Stated problem → Give the lines of the data from the line containing "locate: wooden facade" up to and including the last line, as a JSON list of strings with one string per line and blank lines left out.

Task input →
######
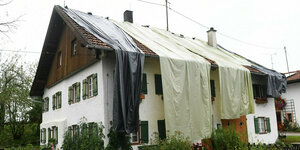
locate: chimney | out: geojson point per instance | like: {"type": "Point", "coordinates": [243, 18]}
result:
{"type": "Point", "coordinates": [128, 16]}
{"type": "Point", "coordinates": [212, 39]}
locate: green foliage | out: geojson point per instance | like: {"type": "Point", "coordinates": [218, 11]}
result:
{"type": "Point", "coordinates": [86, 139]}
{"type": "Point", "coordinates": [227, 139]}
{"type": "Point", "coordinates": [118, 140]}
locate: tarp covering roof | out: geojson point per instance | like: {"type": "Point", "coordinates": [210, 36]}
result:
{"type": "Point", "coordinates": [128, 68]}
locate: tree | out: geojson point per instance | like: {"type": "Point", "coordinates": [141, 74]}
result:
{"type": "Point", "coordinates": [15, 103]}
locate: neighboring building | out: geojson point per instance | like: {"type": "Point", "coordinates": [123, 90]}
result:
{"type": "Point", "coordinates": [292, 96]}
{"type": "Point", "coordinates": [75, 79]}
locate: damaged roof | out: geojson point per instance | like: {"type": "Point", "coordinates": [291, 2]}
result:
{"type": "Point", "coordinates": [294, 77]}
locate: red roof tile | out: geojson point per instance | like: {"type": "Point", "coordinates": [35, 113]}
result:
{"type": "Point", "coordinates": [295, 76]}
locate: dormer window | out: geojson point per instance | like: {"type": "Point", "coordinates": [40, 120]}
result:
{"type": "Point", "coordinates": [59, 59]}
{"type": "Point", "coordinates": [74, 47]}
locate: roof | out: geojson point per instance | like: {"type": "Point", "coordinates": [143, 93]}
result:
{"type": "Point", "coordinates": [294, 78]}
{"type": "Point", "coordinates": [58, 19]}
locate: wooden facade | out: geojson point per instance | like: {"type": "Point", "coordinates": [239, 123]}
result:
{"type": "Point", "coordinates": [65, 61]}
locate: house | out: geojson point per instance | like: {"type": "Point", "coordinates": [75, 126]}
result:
######
Result of this task →
[
  "locate: wooden facade | out: geojson point per instance | like: {\"type\": \"Point\", \"coordinates\": [239, 123]}",
  "result:",
  "{\"type\": \"Point\", \"coordinates\": [65, 61]}",
  "locate: house | out: geojson point per instance | like: {\"type\": \"Point\", \"coordinates\": [75, 126]}",
  "result:"
]